◆ Objective: Give every line of the material again, exactly as written.
begin
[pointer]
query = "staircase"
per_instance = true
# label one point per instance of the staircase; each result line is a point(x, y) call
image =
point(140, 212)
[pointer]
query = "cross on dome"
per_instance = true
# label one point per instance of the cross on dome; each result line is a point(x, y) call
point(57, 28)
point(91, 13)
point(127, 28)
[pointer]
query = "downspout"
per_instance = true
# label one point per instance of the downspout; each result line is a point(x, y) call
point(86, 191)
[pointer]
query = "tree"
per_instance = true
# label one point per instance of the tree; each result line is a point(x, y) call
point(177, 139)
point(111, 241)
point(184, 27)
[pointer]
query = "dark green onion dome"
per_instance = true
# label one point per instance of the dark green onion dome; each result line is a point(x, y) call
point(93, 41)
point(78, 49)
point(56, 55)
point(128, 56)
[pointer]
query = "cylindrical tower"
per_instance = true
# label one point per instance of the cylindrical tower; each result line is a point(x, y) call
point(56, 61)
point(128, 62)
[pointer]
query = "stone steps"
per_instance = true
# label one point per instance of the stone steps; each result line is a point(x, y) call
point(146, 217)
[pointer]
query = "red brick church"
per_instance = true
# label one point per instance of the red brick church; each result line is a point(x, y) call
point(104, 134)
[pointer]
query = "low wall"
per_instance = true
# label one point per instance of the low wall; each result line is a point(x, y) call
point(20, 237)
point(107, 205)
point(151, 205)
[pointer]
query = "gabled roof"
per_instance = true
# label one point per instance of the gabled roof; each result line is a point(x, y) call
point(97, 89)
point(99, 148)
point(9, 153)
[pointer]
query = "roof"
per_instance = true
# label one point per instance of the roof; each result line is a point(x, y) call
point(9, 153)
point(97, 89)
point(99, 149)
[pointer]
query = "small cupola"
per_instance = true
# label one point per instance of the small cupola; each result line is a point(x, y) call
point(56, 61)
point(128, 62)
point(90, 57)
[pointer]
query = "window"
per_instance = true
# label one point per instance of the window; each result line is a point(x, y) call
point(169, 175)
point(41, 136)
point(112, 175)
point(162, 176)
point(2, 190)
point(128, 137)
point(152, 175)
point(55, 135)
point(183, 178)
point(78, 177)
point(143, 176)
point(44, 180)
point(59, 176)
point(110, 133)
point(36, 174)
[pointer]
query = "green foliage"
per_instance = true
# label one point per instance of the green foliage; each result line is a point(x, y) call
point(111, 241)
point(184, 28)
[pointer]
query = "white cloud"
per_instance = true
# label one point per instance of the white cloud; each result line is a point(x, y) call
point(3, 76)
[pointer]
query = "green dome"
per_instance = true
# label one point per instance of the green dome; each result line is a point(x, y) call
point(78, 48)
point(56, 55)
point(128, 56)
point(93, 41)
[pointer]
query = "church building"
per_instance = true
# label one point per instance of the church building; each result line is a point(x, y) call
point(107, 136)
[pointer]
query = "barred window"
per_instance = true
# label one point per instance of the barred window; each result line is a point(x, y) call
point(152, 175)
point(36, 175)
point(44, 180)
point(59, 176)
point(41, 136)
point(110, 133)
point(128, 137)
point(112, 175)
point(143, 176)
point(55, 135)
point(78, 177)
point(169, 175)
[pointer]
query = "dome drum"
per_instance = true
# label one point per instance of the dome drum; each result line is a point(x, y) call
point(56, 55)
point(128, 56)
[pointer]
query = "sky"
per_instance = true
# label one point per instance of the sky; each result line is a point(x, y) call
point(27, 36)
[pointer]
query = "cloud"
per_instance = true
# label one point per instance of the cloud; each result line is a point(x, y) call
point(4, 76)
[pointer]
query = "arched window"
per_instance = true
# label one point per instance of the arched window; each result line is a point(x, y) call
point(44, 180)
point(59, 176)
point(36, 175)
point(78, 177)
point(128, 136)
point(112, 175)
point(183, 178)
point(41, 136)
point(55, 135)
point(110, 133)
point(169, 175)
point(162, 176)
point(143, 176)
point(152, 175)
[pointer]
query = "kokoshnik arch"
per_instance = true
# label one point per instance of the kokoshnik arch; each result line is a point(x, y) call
end
◆ Output for this exercise:
[pointer]
query = "staircase"
per_instance = true
# label one point per instance of the staircase; each result line is a point(x, y) call
image =
point(140, 212)
[pointer]
query = "cross on dome"
per_instance = true
# label one point per instance of the cross on dome; each result line is a point(x, y) call
point(57, 28)
point(91, 13)
point(127, 28)
[pointer]
query = "downspout"
per_instance = true
# label one point per instance of the downspout; each result line is a point(x, y) call
point(86, 191)
[pointer]
query = "tree"
per_instance = true
# label one point per instance of the tree; each result line is a point(x, y) call
point(177, 139)
point(111, 241)
point(184, 27)
[pointer]
query = "dark green onion dome"
per_instance = true
# label one point per instance of the dark green onion dome; each result line is a point(x, y) call
point(93, 41)
point(78, 49)
point(56, 55)
point(128, 56)
[pointer]
query = "cylindrical tower"
per_instance = true
# label one point per instance of the cylindrical tower; each result line is a point(x, y) call
point(56, 61)
point(128, 62)
[pointer]
query = "stone steps"
per_instance = true
# label one point per instance of the stone steps; each result line is a point(x, y) call
point(146, 217)
[pointer]
query = "red brick church"
per_instance = true
# label one point per instance of the red brick church; each result line is a point(x, y) call
point(104, 134)
[pointer]
query = "low wall"
per_instance = true
# label one point per instance of the low wall; each result line is a point(x, y) call
point(20, 237)
point(107, 205)
point(151, 205)
[pointer]
query = "gabled roof"
per_instance = true
# label one point per instance of the gabled roof; each result line is a point(x, y) call
point(97, 89)
point(99, 148)
point(9, 153)
[pointer]
query = "roof"
per_instance = true
# label one point per instance of the roof; each result line is a point(x, y) call
point(9, 153)
point(97, 89)
point(99, 149)
[pointer]
query = "small cupola"
per_instance = true
# label one point per instance of the small cupola; each result line is a point(x, y) call
point(56, 61)
point(128, 62)
point(90, 57)
[pointer]
query = "window"
per_instance = true
# label one point per instance of the window; each result line is a point(x, y) call
point(169, 175)
point(41, 136)
point(112, 175)
point(162, 176)
point(2, 190)
point(128, 137)
point(152, 175)
point(55, 135)
point(183, 178)
point(78, 177)
point(143, 176)
point(44, 180)
point(59, 176)
point(110, 133)
point(36, 174)
[pointer]
query = "green foliage"
per_instance = true
# label one point per instance of the green foliage; each result line is a point(x, y) call
point(111, 241)
point(184, 28)
[pointer]
query = "white cloud"
per_instance = true
# label one point per instance of the white cloud; each result line is a point(x, y) call
point(3, 76)
[pointer]
query = "green dome"
per_instance = true
# label one point per instance of the green dome; each result line is a point(x, y) call
point(78, 48)
point(56, 55)
point(128, 56)
point(93, 41)
[pointer]
query = "church building"
per_instance = true
# label one point per instance of the church building; each result line is a point(x, y) call
point(107, 136)
[pointer]
query = "barred window"
per_instance = true
# label one point per instance of the barred window; each result line is a point(x, y) call
point(152, 175)
point(36, 175)
point(44, 180)
point(59, 176)
point(41, 136)
point(110, 133)
point(128, 137)
point(112, 175)
point(143, 176)
point(55, 135)
point(78, 177)
point(169, 175)
[pointer]
query = "dome drum"
per_instance = true
# label one point per instance of the dome drum; each result line is a point(x, y) call
point(56, 55)
point(128, 56)
[pointer]
query = "sky"
per_instance = true
# label one point per instance of the sky; each result line is a point(x, y) call
point(27, 36)
[pointer]
query = "cloud"
per_instance = true
# label one point per instance of the cloud; each result line is a point(x, y) call
point(4, 76)
[pointer]
query = "arched window"
per_instance = true
# label one point per instance of the arched window; each result line is a point(x, y) call
point(44, 180)
point(59, 176)
point(36, 175)
point(78, 177)
point(128, 136)
point(112, 175)
point(183, 178)
point(41, 136)
point(55, 135)
point(110, 133)
point(169, 175)
point(162, 176)
point(143, 176)
point(152, 175)
[pointer]
query = "kokoshnik arch"
per_instance = true
# label one point per instance of the kokoshnik arch; each result line is a point(x, y) call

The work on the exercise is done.